◆ Exercise
Set down the line that contains "class is: khaki" and every line after it to the end of the entries, exactly as they stand and nothing more.

◆ Records for this exercise
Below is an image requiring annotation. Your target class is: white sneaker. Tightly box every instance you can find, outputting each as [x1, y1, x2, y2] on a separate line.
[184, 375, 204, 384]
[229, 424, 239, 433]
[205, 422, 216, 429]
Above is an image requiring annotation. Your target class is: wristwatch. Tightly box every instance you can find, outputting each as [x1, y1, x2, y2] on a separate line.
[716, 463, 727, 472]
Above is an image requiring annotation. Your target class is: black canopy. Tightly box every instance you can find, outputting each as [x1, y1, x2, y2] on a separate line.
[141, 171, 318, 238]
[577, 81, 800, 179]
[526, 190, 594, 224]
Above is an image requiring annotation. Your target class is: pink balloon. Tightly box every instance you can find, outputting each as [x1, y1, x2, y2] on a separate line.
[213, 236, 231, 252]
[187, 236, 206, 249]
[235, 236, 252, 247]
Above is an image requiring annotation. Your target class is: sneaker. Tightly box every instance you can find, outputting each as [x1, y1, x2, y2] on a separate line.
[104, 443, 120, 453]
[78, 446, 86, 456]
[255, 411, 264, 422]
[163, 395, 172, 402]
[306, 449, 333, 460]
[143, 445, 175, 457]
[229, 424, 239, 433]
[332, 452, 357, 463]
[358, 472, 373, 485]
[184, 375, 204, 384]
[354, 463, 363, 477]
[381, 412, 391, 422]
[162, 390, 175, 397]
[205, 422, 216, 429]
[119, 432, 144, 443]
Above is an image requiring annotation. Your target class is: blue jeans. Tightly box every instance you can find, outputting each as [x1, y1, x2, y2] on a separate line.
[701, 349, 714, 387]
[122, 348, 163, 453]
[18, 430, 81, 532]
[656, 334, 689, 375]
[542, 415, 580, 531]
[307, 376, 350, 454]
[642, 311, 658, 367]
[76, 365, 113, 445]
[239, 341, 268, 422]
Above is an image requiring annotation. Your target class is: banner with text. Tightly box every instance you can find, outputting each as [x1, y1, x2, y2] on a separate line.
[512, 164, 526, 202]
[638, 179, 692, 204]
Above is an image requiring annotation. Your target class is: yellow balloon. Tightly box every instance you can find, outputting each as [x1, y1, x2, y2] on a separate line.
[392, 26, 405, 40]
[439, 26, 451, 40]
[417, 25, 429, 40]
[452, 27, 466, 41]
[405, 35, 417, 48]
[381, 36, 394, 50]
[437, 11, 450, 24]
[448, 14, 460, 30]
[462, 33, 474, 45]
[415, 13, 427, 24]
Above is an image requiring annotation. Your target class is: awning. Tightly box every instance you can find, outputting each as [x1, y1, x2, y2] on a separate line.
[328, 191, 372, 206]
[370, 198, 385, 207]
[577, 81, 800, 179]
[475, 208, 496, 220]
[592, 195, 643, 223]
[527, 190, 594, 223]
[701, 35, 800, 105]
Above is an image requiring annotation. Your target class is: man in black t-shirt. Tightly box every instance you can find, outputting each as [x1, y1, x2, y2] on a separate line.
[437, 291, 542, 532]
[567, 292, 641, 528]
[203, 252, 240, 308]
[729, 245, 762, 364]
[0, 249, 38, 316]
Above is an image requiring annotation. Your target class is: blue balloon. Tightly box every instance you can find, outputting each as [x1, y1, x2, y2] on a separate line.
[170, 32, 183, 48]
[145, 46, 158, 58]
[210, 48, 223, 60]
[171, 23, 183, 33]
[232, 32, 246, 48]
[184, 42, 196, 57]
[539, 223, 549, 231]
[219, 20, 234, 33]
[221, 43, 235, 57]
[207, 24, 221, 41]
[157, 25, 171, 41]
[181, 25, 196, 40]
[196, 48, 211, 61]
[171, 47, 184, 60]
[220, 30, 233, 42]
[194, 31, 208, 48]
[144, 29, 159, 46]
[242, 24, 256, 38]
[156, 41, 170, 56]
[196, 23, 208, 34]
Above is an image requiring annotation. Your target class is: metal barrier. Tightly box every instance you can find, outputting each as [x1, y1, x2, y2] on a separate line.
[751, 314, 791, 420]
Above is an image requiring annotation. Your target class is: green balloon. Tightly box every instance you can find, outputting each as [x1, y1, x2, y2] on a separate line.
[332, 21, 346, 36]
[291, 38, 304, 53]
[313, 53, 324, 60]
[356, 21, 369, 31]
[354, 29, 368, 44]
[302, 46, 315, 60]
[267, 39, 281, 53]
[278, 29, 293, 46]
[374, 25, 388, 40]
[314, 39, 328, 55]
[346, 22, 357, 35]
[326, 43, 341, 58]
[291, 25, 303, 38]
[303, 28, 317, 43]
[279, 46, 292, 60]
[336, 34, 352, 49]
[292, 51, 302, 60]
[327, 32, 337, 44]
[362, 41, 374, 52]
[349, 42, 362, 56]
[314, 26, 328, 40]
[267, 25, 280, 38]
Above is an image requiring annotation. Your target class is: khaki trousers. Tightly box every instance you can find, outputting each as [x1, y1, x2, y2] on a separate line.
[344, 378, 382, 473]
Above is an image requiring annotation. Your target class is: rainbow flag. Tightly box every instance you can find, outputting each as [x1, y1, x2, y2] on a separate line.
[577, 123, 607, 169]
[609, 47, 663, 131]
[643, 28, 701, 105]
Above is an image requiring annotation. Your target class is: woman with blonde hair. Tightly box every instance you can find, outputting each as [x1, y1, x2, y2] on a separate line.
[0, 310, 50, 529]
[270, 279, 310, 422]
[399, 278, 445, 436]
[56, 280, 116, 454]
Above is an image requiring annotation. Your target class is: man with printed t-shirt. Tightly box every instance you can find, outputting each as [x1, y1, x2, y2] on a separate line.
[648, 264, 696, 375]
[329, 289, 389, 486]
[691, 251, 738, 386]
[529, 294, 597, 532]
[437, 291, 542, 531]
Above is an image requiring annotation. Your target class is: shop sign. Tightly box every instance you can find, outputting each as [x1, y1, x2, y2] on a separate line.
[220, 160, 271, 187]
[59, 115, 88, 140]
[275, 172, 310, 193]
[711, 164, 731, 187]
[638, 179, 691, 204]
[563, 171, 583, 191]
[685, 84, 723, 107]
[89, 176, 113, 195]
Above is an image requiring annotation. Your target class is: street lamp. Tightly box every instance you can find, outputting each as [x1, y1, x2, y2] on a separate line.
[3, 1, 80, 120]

◆ Written reply
Above is an image requiring annotation. Your target class is: khaki trousers. Tightly box every instance you can find, outputting each as [x1, y1, x2, y2] on a separate line.
[344, 378, 382, 473]
Above is an image requiring annotation. Your target class is: rainbow flag. Tightly box every instance you can find, outputting each as [x1, y1, x2, y2] on a separate line.
[577, 123, 607, 169]
[609, 47, 663, 131]
[643, 28, 701, 105]
Above is an image requiring annotation. Your target class is: woman with blonde hair. Tightly box every instance you can find, outputting each as [x1, y1, x2, y2] on a separate line.
[0, 310, 50, 529]
[270, 279, 310, 422]
[399, 278, 445, 436]
[56, 280, 116, 454]
Above is an image requiring annotation. Your target class is: man with printed t-shirt. Tightly box every instance you can find, outputting each as [x1, y1, x2, y2] on a separate line.
[648, 264, 696, 375]
[329, 289, 389, 486]
[691, 251, 738, 386]
[529, 294, 597, 532]
[437, 291, 542, 531]
Above is an image requiring annotation. Your target class is: shop sign. Tightly box every instance you can find, outputting each as [x1, y1, x2, y2] on a separate line.
[220, 160, 271, 187]
[59, 115, 88, 140]
[275, 172, 310, 193]
[711, 164, 731, 187]
[638, 179, 691, 204]
[563, 171, 583, 191]
[685, 84, 723, 107]
[89, 176, 113, 195]
Above is an image requiring annotation. Your target class is: street lamp. Tightly box every instance you can find, outputting each as [x1, y1, x2, y2] on a separate line.
[3, 1, 80, 120]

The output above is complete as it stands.